→ **Text segment**:
▼

The idea is that their very creation proves their necessity, and that our society would collapse and fall into chaos and death without them. Not only is the State central to our existence, in the Progressives' viewpoint, but now that the state is all-pervasive, we cannot survive unless the state is nurtured and expanded, for "reforms" always involve the expansion of government, and anything less is to do away with civilization altogether.

Such thinking hardly is new. Frederic Bastiat more than 150 years ago anticipated Pearlstein when he wrote:

Socialism, like the ancient ideas from which it springs, confuses the distinction between government and society. As a result of this, every time we object to a thing being done by government, the socialists conclude that we object to its being done at all. We disapprove of state education. Then the socialists say that we are opposed to any education. We object to a state religion. Then the socialists say that we want no religion at all. We object to a state-enforced equality. Then they say that we are against equality. And so on, and so on. It is as if the socialists were to accuse us of not wanting persons to eat because we do not want the state to raise grain.

Substitute "Progressive" for "socialist," and you can see that nothing has changed. (While it is true that many Progressives do not claim to be socialists, both believe that all improvements in the human condition come about as the result of the expansion of the State. There really are no exceptions.)

In the end, we are supposed to ignore the slaughter and destruction of the world wars, the exponential growth of the surveillance (read that, domestic spying) state, the choking taxation, and all of the wars fought since in the name of "liberation" and "progress." Furthermore, if any of us would like to repeal all of that, or if we wish it had not happened, something is wrong with us.

Progressives, as stated earlier, love to use the "break eggs to make an omelet" analogy to justify the destruction that has accompanied their Great Visions. To be honest, I'd rather not eat what they are trying to force down my throat.

▲

→ **Data shown**:
▼

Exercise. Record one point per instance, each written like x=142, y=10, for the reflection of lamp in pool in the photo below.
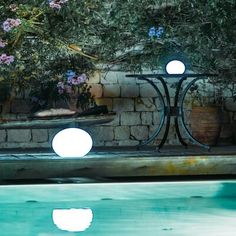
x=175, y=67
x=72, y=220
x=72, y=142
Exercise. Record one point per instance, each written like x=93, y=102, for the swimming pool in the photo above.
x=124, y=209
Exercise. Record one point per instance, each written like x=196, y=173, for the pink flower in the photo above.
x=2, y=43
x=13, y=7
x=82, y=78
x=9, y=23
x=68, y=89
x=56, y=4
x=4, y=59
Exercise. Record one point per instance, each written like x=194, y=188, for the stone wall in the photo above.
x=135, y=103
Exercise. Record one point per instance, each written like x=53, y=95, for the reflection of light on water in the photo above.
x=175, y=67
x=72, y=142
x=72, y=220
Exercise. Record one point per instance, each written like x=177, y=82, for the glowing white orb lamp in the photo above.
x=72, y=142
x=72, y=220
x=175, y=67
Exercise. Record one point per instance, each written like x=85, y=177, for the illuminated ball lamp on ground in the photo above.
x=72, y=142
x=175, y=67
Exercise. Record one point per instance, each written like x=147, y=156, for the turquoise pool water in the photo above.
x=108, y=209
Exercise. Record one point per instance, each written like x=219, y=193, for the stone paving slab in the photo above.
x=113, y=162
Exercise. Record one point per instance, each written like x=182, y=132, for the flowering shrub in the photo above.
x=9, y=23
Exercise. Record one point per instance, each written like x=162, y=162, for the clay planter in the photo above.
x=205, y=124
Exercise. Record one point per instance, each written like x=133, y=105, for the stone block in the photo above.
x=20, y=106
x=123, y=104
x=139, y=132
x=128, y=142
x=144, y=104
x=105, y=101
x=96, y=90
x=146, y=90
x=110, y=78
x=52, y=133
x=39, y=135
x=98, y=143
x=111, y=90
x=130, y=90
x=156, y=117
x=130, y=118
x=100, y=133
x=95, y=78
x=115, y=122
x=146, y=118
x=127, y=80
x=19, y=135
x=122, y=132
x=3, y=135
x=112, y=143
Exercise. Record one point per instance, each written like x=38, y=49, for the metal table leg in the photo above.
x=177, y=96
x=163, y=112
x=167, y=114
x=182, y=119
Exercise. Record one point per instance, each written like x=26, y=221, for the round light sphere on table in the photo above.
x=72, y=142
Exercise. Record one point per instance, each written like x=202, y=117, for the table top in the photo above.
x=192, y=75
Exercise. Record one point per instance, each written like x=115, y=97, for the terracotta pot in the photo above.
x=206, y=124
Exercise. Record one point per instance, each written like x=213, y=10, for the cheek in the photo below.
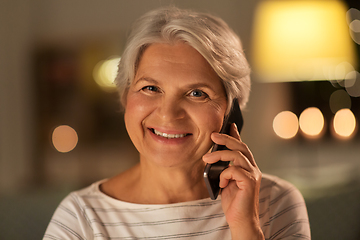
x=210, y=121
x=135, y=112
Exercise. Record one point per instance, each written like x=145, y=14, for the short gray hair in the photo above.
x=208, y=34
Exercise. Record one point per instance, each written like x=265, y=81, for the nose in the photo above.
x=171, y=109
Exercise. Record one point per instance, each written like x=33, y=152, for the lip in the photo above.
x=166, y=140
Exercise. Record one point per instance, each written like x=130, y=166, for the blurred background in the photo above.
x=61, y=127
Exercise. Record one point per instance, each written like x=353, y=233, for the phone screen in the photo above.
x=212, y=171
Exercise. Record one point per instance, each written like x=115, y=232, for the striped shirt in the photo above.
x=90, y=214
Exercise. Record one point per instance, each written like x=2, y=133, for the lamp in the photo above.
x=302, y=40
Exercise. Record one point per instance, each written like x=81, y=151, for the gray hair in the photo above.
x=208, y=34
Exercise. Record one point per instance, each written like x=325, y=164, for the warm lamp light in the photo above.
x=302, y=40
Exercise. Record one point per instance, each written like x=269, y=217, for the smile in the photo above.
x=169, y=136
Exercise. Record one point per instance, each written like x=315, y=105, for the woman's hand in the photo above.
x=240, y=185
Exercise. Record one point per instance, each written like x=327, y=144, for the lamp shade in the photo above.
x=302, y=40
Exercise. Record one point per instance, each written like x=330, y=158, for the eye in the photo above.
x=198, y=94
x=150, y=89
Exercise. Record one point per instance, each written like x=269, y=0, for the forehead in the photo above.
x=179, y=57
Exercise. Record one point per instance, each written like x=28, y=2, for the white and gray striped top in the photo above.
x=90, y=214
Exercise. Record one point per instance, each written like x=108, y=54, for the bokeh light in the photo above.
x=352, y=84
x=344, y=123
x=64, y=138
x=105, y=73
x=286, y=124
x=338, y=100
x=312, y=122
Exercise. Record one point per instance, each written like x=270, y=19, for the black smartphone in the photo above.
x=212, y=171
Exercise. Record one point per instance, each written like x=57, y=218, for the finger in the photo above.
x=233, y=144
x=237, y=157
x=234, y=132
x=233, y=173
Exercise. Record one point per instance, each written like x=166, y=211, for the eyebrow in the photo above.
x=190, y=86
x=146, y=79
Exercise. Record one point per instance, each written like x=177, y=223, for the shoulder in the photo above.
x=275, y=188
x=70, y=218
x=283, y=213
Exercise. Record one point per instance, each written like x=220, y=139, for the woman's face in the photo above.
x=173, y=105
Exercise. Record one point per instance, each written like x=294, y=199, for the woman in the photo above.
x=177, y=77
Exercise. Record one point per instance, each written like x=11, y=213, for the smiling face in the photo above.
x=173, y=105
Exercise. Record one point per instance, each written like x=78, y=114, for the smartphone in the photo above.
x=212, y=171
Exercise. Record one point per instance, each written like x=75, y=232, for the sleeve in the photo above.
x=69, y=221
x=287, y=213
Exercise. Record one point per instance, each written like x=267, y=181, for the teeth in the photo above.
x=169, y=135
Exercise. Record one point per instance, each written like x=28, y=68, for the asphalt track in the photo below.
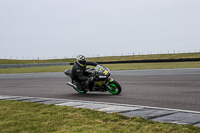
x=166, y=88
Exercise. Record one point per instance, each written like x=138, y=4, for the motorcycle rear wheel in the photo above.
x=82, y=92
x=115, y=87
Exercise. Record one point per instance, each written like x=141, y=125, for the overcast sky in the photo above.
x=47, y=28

▲
▼

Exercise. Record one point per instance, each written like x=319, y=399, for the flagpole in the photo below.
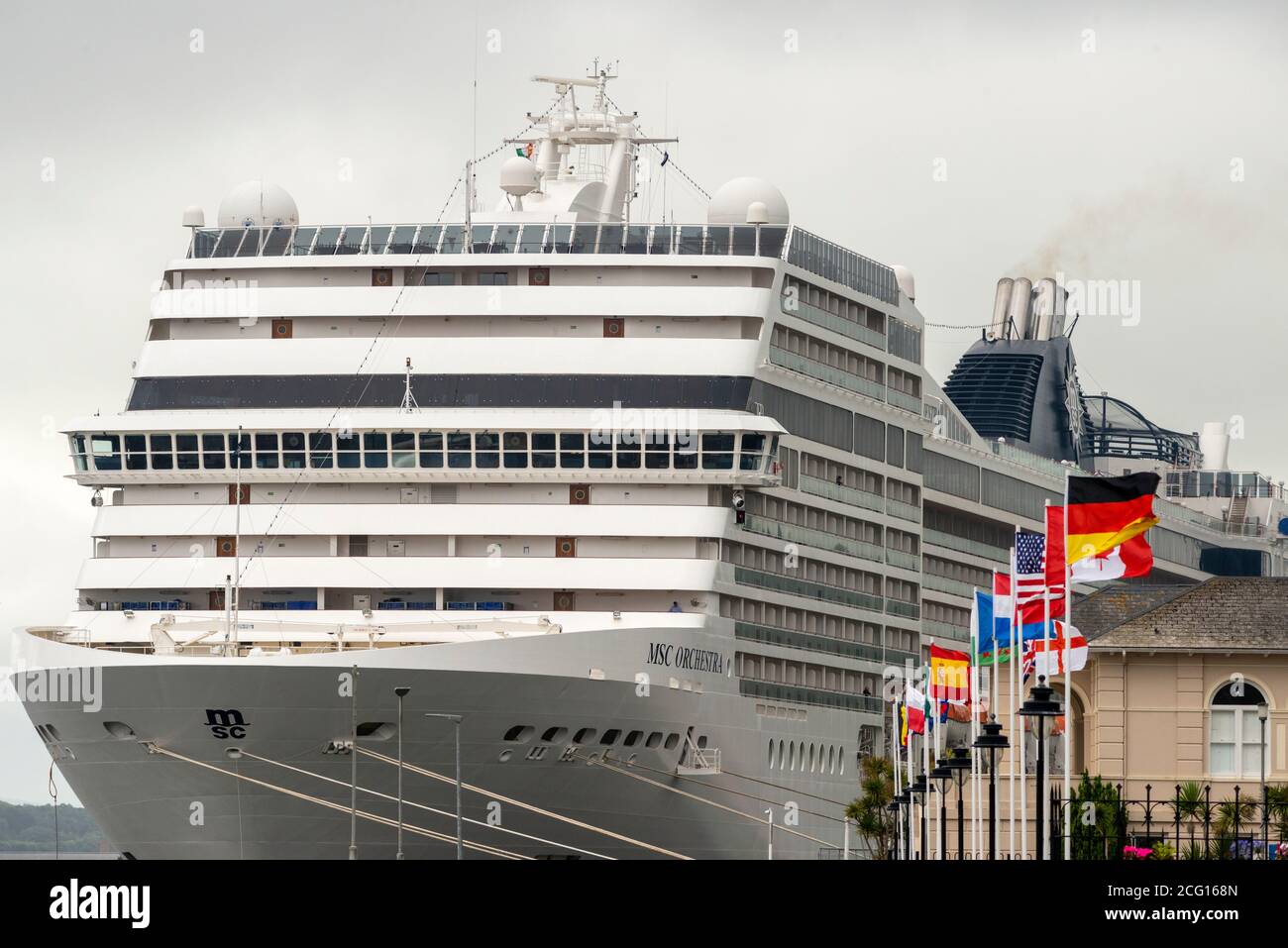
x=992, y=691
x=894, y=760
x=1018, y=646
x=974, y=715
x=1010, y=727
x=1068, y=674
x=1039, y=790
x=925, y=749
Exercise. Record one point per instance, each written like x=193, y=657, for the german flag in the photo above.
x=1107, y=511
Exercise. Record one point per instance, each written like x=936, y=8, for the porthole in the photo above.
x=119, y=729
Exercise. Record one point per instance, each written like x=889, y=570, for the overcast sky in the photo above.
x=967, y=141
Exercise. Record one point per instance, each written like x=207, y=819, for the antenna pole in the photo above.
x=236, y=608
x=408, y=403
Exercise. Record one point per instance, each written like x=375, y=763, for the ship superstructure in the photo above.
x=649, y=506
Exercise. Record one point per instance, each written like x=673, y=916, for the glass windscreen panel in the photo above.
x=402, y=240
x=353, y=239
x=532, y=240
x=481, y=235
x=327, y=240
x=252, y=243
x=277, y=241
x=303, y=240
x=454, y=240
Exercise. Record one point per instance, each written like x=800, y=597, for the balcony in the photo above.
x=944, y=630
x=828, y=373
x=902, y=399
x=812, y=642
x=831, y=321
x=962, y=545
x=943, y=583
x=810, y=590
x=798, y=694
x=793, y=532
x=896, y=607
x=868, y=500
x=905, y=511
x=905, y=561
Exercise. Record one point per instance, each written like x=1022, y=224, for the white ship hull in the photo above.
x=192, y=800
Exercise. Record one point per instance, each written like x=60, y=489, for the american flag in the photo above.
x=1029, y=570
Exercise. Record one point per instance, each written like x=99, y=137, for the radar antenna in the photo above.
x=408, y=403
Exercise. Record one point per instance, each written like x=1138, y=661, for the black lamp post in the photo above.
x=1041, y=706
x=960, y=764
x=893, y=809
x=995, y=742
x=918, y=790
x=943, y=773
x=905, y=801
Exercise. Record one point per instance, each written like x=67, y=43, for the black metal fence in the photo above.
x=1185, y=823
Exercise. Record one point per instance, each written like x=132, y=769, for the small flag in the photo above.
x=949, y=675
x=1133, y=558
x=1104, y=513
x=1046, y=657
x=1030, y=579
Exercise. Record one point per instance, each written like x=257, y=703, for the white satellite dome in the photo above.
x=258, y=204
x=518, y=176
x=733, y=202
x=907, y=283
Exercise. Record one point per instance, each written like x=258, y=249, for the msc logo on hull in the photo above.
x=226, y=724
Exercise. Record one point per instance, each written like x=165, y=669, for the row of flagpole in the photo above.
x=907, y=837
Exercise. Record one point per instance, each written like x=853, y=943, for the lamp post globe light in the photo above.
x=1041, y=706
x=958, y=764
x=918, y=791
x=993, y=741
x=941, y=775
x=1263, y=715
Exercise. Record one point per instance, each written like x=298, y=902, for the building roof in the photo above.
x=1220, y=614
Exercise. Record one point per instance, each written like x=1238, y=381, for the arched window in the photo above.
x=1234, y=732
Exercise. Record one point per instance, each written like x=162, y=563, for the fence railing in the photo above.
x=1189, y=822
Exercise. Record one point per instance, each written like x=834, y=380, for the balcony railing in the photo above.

▲

→ **Task brief**:
From the text on Progressives and the expansion of the State, reproduce the part that opens with the words containing "Progressives, as stated" and closes with "down my throat.".

→ **Finished task**:
Progressives, as stated earlier, love to use the "break eggs to make an omelet" analogy to justify the destruction that has accompanied their Great Visions. To be honest, I'd rather not eat what they are trying to force down my throat.